* GOAL OF THE EXERCISE: All lines from the one with "for the brown" to the end need to be copied exactly, with nothing before them.

>> START

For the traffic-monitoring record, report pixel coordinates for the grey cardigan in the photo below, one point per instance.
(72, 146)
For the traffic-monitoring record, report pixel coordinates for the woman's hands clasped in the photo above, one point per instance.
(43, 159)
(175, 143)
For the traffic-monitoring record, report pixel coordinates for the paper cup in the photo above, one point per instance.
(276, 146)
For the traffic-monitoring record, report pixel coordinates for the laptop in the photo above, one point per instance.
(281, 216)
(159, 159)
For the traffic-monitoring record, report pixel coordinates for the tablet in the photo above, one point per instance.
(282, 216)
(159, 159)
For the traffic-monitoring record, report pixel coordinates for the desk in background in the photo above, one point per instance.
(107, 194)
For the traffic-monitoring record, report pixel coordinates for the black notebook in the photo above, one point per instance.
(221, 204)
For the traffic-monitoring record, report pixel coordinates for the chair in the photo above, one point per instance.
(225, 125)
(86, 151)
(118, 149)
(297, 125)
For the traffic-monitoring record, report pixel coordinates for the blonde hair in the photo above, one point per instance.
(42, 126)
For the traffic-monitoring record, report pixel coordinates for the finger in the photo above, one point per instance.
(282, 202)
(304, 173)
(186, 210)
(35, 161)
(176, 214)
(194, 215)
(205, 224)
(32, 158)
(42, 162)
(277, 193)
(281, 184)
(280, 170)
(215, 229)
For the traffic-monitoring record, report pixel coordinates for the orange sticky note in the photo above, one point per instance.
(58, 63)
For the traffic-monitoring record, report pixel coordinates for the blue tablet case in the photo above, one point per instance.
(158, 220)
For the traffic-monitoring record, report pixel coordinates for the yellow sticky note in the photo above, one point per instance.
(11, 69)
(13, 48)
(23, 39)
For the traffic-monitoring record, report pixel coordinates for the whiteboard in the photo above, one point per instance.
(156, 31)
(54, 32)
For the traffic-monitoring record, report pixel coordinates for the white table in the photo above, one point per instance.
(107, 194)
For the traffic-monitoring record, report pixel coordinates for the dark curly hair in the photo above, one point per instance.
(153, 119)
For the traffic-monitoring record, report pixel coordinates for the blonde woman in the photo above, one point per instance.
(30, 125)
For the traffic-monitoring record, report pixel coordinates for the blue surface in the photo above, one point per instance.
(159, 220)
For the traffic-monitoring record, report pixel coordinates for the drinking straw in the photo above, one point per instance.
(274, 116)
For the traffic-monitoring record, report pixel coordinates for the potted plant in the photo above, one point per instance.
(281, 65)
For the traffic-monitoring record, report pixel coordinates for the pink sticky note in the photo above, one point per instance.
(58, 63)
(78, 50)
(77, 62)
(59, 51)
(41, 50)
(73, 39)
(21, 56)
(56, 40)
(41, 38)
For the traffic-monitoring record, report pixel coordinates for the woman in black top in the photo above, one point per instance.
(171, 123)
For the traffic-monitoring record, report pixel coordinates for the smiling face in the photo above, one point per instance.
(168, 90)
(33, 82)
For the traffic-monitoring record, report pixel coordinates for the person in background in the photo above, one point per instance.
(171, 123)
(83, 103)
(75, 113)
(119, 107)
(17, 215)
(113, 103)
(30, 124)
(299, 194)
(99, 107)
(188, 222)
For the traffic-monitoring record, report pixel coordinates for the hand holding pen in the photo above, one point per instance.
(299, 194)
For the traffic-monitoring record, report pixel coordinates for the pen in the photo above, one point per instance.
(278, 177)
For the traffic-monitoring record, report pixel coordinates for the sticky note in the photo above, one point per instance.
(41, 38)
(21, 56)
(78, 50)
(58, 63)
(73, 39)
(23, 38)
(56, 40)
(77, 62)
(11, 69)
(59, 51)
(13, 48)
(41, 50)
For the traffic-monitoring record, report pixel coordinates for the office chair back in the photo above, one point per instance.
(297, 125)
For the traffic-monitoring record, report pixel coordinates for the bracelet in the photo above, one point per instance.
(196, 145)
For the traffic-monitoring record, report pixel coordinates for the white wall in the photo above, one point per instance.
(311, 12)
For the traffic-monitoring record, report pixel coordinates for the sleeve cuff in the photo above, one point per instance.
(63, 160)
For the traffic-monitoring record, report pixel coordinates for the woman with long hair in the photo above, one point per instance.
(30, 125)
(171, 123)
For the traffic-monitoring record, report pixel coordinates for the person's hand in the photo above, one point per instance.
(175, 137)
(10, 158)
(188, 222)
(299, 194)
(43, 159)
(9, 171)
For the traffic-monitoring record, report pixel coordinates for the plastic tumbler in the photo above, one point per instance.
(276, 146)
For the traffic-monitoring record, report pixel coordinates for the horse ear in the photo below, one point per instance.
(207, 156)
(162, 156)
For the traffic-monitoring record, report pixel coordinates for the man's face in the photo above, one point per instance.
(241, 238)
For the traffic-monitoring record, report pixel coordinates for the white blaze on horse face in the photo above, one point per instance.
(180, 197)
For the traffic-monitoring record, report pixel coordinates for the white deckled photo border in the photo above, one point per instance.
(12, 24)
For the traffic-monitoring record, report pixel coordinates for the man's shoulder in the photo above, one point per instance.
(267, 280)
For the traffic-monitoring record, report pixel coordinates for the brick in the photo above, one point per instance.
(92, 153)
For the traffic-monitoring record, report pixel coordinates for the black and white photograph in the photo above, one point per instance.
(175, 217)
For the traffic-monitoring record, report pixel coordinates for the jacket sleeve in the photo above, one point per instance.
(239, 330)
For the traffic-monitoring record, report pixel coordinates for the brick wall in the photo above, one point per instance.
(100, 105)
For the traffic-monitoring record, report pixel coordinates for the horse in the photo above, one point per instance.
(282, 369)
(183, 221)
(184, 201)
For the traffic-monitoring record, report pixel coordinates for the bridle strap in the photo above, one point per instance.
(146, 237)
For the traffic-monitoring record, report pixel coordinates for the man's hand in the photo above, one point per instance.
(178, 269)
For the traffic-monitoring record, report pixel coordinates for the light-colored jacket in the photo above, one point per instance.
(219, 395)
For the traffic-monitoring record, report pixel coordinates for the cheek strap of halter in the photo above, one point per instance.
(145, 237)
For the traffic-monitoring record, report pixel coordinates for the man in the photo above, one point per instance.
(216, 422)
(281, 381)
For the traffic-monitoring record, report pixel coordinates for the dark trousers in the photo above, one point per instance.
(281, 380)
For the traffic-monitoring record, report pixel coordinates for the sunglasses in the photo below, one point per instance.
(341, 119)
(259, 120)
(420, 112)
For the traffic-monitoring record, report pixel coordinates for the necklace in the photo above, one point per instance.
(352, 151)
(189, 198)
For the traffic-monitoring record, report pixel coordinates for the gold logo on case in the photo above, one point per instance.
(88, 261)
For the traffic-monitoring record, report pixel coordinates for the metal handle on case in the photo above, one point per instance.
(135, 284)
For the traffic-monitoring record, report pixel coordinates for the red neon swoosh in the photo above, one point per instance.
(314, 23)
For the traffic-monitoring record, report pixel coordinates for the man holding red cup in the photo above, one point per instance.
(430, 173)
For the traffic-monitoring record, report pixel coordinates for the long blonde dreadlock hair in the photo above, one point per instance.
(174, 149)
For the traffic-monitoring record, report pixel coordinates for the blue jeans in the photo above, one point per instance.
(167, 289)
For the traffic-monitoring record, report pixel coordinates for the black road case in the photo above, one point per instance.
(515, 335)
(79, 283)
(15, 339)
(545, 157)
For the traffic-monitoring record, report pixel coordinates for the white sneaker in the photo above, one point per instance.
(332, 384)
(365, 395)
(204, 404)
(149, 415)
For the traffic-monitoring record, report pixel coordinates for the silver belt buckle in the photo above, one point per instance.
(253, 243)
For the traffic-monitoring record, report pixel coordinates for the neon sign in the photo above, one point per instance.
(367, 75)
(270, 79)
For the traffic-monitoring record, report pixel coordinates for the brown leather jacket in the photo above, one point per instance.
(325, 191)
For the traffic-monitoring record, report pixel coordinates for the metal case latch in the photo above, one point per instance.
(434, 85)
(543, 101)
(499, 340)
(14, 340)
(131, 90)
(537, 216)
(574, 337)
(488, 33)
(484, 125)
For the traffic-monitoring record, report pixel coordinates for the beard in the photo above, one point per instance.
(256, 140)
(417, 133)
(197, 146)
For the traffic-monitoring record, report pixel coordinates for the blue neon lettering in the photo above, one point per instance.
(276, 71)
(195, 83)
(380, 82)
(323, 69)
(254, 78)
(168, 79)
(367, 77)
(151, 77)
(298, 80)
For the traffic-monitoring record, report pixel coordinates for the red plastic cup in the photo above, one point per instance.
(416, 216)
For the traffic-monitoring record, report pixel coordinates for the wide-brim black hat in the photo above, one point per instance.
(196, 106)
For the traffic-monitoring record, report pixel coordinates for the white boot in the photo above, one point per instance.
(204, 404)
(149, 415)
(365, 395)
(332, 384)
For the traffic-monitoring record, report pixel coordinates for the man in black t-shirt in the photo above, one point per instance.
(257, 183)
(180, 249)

>> END

* SOLVED EXERCISE:
For the traffic-monitoring record, report pixel coordinates for the brown leather jacket in the photo above, one point per instance.
(325, 191)
For the traffic-monitoring record, report pixel coordinates for the metal case latch in the photo above, one point per instance.
(434, 85)
(543, 101)
(499, 340)
(14, 340)
(131, 90)
(537, 216)
(574, 337)
(488, 33)
(484, 125)
For the traffic-monitoring record, report pixel coordinates for the beard in the photo above, one point per instance.
(256, 140)
(417, 133)
(197, 146)
For the traffic-monitoring record, report pixel coordinates for the blue neon lettering in the photo above, one point per instance.
(276, 71)
(195, 83)
(380, 82)
(323, 69)
(254, 78)
(168, 79)
(367, 77)
(151, 77)
(298, 80)
For the traffic-monitoring record, report pixel coordinates for the red plastic cup in the photo above, one point per instance.
(416, 216)
For the traffic-monitoring record, report pixel coordinates for the wide-brim black hat in the photo above, one point per instance.
(196, 106)
For the traffic-monitoring record, report pixel coordinates for the white boot in the photo above, one point per instance.
(204, 404)
(149, 415)
(365, 395)
(332, 384)
For the traffic-monitoring record, report pixel coordinates for the man in black t-shirt in the photo above, one point per instance.
(257, 183)
(180, 249)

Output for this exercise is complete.